Exercise: Write out the entries exactly. None of the pictures should appear in the copy.

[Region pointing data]
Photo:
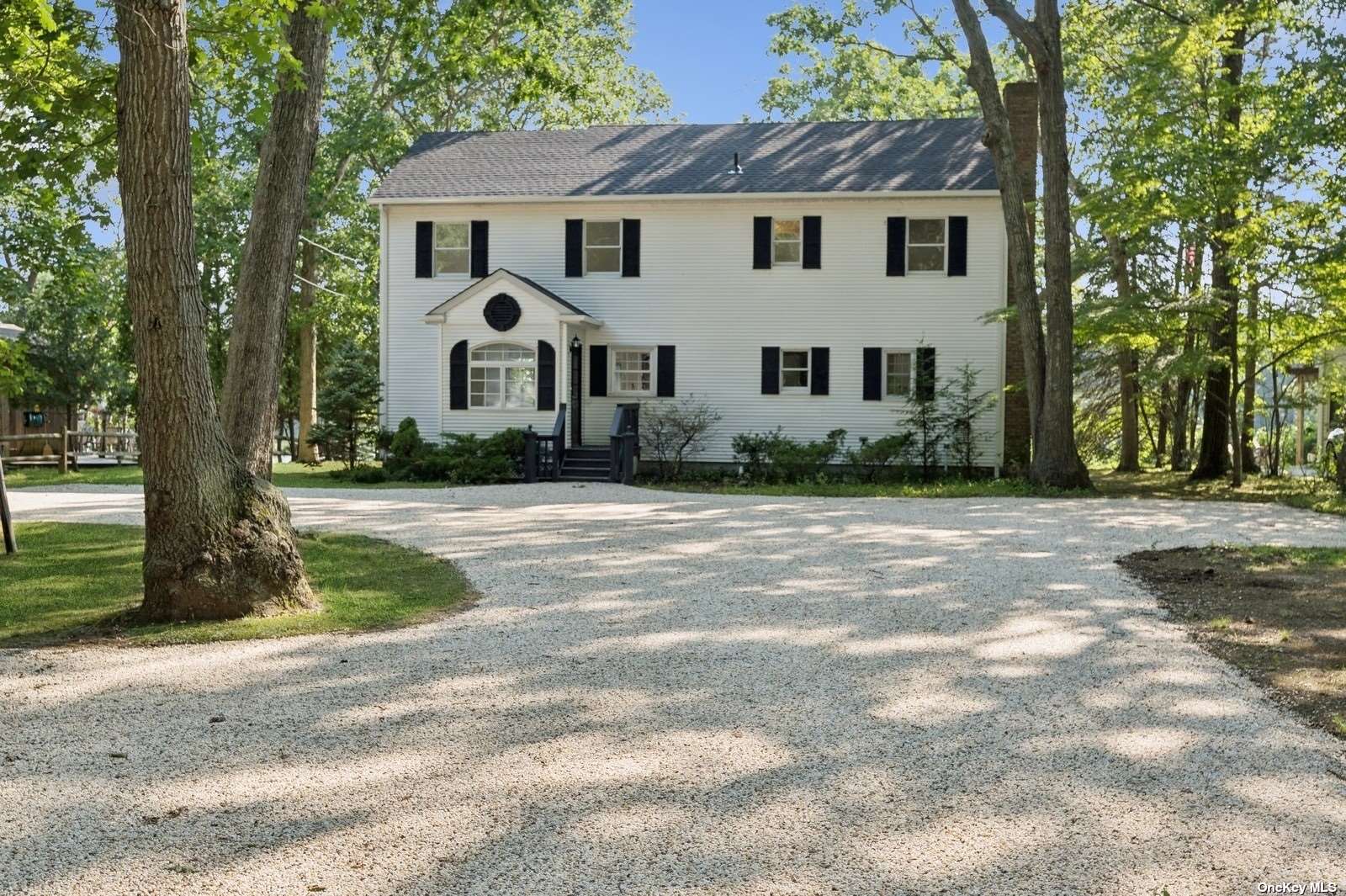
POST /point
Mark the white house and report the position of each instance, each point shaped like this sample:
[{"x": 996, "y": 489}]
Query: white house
[{"x": 805, "y": 276}]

Reply:
Photo:
POST /point
Mark the white house and report the position of each instance, each point shaped like this sample:
[{"x": 996, "y": 489}]
Query: white house
[{"x": 805, "y": 276}]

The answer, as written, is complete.